▶ [Aim of the task]:
Each line that follows should be printed again exactly as it stands.

Records excerpted from a collection
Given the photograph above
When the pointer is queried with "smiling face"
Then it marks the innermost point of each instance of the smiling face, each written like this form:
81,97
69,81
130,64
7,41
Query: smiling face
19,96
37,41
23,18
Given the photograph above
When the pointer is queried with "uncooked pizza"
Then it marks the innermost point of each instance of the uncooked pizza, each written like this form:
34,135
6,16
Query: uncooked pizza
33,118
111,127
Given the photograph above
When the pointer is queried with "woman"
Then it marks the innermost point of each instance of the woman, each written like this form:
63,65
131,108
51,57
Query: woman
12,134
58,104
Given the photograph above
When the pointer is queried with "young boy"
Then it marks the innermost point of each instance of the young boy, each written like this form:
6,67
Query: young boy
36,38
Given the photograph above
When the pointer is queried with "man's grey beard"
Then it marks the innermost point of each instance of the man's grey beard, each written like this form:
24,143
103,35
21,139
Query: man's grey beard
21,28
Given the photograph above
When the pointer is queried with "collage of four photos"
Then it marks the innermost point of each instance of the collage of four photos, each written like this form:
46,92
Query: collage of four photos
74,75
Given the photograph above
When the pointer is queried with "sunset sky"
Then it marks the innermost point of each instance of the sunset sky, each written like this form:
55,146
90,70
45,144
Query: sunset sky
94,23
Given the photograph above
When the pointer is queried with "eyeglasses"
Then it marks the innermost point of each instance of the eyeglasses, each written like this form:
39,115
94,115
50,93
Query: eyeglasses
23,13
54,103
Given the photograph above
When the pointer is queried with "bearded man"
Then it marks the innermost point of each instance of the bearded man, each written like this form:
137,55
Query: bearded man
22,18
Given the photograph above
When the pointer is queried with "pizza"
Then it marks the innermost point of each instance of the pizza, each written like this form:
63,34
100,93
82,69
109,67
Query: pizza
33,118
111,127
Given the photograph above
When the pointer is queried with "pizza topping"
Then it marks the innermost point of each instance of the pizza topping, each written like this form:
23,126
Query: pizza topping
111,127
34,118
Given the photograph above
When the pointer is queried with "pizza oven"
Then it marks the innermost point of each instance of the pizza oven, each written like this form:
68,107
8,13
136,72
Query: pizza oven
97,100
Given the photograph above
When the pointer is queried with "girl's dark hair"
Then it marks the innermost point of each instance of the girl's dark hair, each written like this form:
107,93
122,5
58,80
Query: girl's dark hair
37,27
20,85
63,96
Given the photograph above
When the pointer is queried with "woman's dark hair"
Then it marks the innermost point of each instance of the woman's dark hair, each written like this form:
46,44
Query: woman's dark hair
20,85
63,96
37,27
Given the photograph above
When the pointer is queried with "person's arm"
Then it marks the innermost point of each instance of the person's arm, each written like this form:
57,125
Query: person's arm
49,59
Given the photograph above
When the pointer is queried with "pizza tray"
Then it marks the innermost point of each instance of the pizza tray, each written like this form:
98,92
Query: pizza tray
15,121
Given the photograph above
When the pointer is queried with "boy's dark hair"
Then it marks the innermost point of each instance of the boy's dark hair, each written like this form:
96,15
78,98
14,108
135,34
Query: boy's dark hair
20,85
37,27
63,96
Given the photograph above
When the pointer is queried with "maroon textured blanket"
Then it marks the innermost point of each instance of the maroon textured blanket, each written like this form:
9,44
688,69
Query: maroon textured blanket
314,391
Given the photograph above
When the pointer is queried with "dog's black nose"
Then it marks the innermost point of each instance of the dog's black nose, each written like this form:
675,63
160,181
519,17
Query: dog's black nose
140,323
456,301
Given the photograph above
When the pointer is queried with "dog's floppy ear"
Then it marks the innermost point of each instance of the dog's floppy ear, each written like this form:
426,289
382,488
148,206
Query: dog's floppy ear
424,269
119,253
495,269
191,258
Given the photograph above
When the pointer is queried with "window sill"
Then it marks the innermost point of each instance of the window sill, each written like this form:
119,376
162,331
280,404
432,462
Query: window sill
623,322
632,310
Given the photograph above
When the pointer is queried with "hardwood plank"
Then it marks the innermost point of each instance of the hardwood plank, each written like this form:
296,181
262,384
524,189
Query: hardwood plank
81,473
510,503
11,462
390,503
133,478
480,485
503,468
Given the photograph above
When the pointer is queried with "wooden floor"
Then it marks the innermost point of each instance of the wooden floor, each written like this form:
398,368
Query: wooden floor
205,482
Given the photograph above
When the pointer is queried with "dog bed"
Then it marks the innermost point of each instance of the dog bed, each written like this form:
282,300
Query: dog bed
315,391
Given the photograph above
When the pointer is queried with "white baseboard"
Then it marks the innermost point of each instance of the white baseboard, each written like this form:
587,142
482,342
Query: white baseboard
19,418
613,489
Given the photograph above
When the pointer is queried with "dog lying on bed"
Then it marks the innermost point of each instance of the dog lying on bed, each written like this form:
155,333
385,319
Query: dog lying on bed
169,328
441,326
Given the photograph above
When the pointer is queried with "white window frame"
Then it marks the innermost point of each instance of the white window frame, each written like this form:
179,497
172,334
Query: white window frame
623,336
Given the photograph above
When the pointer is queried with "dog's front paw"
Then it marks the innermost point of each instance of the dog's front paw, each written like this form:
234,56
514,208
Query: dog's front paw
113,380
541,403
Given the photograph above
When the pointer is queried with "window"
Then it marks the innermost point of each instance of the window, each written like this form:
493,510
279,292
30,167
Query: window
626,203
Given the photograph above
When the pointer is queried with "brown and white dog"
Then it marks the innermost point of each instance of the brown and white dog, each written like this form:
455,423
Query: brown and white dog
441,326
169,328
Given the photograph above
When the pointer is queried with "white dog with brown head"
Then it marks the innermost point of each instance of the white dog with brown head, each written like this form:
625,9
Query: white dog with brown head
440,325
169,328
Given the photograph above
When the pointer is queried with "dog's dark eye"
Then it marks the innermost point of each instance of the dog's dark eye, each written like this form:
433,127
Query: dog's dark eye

▶ [Exercise response]:
Given the photograph above
When the pointer is queried with "smiling face"
Then it marks the innermost point of each instance of the smiling face, each written like this form:
81,97
69,81
130,64
7,41
Query: smiling face
19,96
37,41
23,18
Given the photograph above
When the pointer is queried with "uncooked pizza"
Then it marks the innermost point of each instance of the uncooked pizza, each written like this form:
34,135
6,16
Query: uncooked pizza
33,118
111,127
Given the photograph above
When the pointer is queried with "woman"
Then it marks the innermost point of each instance of the woman, each written like this form:
63,65
131,108
51,57
Query: woman
12,134
58,104
Given the photograph above
When the pointer is queried with "young boy"
Then it marks the innermost point of each instance of the young boy, each written like this form:
6,67
Query: young boy
36,38
Given the photograph above
When the pointer is queried with "man's grey beard"
Then it marks the innermost point of each instance of the man's grey beard, each written like this form:
24,143
103,35
21,139
Query: man's grey beard
21,28
Given the photograph above
When the pointer is queried with "collage of four photos"
Then it marks the innermost point of each instance of the collage of four photos, each written like this form:
46,92
Query: collage of four photos
74,75
Given the photograph above
When the pointer is queried with "sunset sky"
Then it marks the innermost point of each instance of the sunset sky, each written like this form:
55,146
90,70
45,144
Query: sunset sky
94,23
Given the photograph above
When the pointer is queried with "eyeglasses"
Then it marks the innermost point of each instance of the eyeglasses, each written like this form:
39,115
94,115
50,93
Query: eyeglasses
23,13
54,103
Given the photograph above
When the pointer is queried with "bearded man"
Then it marks the innermost point of each instance of the bearded man, each written like this form:
137,55
Query: bearded man
22,18
Given the photograph above
When the pointer is queried with "pizza"
Then it marks the innermost point of each instance of the pizza, each written like this form:
63,34
100,93
82,69
109,67
Query: pizza
33,118
111,127
Given the photograph above
When the pointer is queried with "pizza topping"
Then it marks the innermost point of each instance of the pizza topping, each written like this form:
23,126
Query: pizza topping
111,127
34,118
Given the photograph above
When the pointer is queried with "pizza oven"
Then it marks the innermost point of each instance of the pizza oven, each written like this form:
68,107
8,13
136,72
Query: pizza oven
97,100
Given the photograph above
When the pointer is queried with "girl's dark hair"
Then it marks the innermost point of each instance of the girl's dark hair, each written like this form:
107,93
122,5
58,80
Query: girl's dark hair
37,27
20,85
63,96
Given the photograph above
When the pointer is queried with "woman's dark hair"
Then it marks the innermost point of each instance of the woman's dark hair, each written like this form:
46,44
Query: woman's dark hair
20,85
63,96
37,27
Given the photograph above
When the pointer is queried with "person's arm"
Then it marks the innermost point of each instance of the person's arm, each written like this form:
57,125
Query: person's arm
49,59
Given the photograph above
When the pointer is queried with "pizza tray"
Then it marks the innermost point of each instance of the pizza tray, each written like this form:
98,92
Query: pizza tray
15,121
Given the photograph above
When the pointer is queried with "boy's dark hair"
Then it marks the innermost point of each instance of the boy's dark hair, each written like this form:
96,15
78,98
14,108
135,34
Query: boy's dark hair
20,85
37,27
63,96
Given the photograph above
When the pointer is queried with "maroon textured blanket"
Then it marks the innermost point of each instance of the maroon textured blanket, each written like this form:
9,44
688,69
Query: maroon textured blanket
314,391
Given the photograph above
When the pointer is queried with "dog's black nose"
Then it marks the innermost point of each instance of the dog's black nose, each written like this form:
675,63
160,181
519,17
Query: dog's black nose
140,323
456,301
Given the photograph above
When the pointer is queried with "dog's floppy ear"
Then it marks the innermost point of each instance of the dog's floppy ear, each written like this form:
426,289
382,488
148,206
Query: dog's floppy ear
424,269
119,253
495,269
191,258
Given the photograph above
When the pointer is queried with "window sill"
Then it marks the innermost point of each instance of the window sill, each written like this form:
119,376
162,331
280,404
432,462
Query: window sill
623,322
632,310
Given the photograph above
When the pointer is queried with "hardwood plank"
Then it marks the innermost point of each instance of the hardwood plank, each written like this form:
296,181
262,384
524,189
Query: hardwood plank
81,473
510,503
11,462
390,503
133,478
480,485
503,468
Given the photograph above
When the pointer is queried with "wooden floor"
Then it marks the innermost point of each instance of the wooden floor, each written like this form:
398,368
Query: wooden floor
205,482
Given the photograph above
When the pointer is queried with "dog bed"
Then it marks the innermost point of each instance of the dog bed, each written like this form:
282,300
Query: dog bed
315,391
Given the photograph above
When the pointer is queried with "white baseboard"
Then it marks the innermost point of each instance of the white baseboard, each written like this form:
587,142
482,342
Query: white baseboard
19,418
613,489
Given the photograph above
When the pointer is queried with "dog lying on bed"
Then it marks the innermost point of each instance of the dog lying on bed, each written like this form:
155,333
385,319
Query: dog lying on bed
169,328
441,326
Given the photograph above
When the pointer is queried with "white window frame"
Then it marks the innermost point of each instance of the white window frame, each written like this form:
179,497
172,334
Query: white window frame
623,336
Given the photograph above
When the pointer is queried with "dog's front paw"
Then it marks the innermost point of each instance of the dog's front paw, each written like this form:
234,56
514,208
Query: dog's front paw
113,380
541,403
Given the photograph above
When the pointer is queried with "window"
Then it marks the innermost point of each instance of the window, each written like this form:
493,510
279,292
30,167
Query: window
626,203
Given the photograph above
When the pointer is queried with "brown and white dog"
Then it marks the innermost point of each instance of the brown and white dog, each written like this form:
455,423
Query: brown and white dog
441,326
169,328
Given the photograph above
When the pointer is queried with "white dog with brown head"
Then it marks the innermost point of each instance of the white dog with brown head, each written like this form:
625,9
Query: white dog with brown head
440,325
169,328
Given the photograph above
When the pointer is queried with "dog's dark eye"
Then it marks the innermost point of each instance of the dog's dark eye, each written like this form:
433,127
Query: dog's dark eye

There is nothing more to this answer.